| Stated task a |
Please reproduce the segmentation labeling records below line for line, and leave the pictures out of your copy.

— START OF Text segment —

Knight's text is little more than a reprint of that of 1778, with a few changes, not always for the better, one or two readings in some degree worthy of him, and many marks of perfect indifference about the accuracy of the text.

Dyce, following soon after with his ed. of B. and F., pointed out many blunders of preceding editors, and Knight in the 2nd ed. of the "Pictorial" adopted the majority of Dyce's corrections, and indeed may be said to have based his revised text exclusively upon Dyce's. Except that Knight's second text might afford some corroboration of Dyce's authority, it possesses no intrinsic value, and cannot be regarded as an independent critical effort. A few passages have been excluded from the text on the score of grossness, but, as is usual in "bowdlerised" editions, others just as obnoxious have been retained.

— END OF Text segment —

| Stated task b |
According to the passage on Knight's text, what did Knight adopt in the 2nd edition of the "Pictorial"?

— START OF Data in this exercise —

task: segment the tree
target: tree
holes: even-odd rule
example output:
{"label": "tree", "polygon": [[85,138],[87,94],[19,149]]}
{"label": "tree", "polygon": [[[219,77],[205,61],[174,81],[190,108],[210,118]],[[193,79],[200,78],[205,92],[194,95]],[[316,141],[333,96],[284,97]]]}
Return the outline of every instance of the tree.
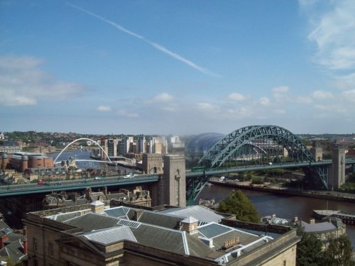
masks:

— END OF Data in this exercise —

| Problem solution a |
task: segment the tree
target: tree
holes: even-odd rule
example output:
{"label": "tree", "polygon": [[85,138],[87,94],[19,149]]}
{"label": "tree", "polygon": [[[219,77],[205,61],[174,81],[190,108],[210,118]],[[193,79],[200,78],[205,92],[194,95]],[[316,141],[333,96],[284,97]]]}
Return the outline of every instance of the tree.
masks:

| Problem solution b |
The majority of Dyce's corrections.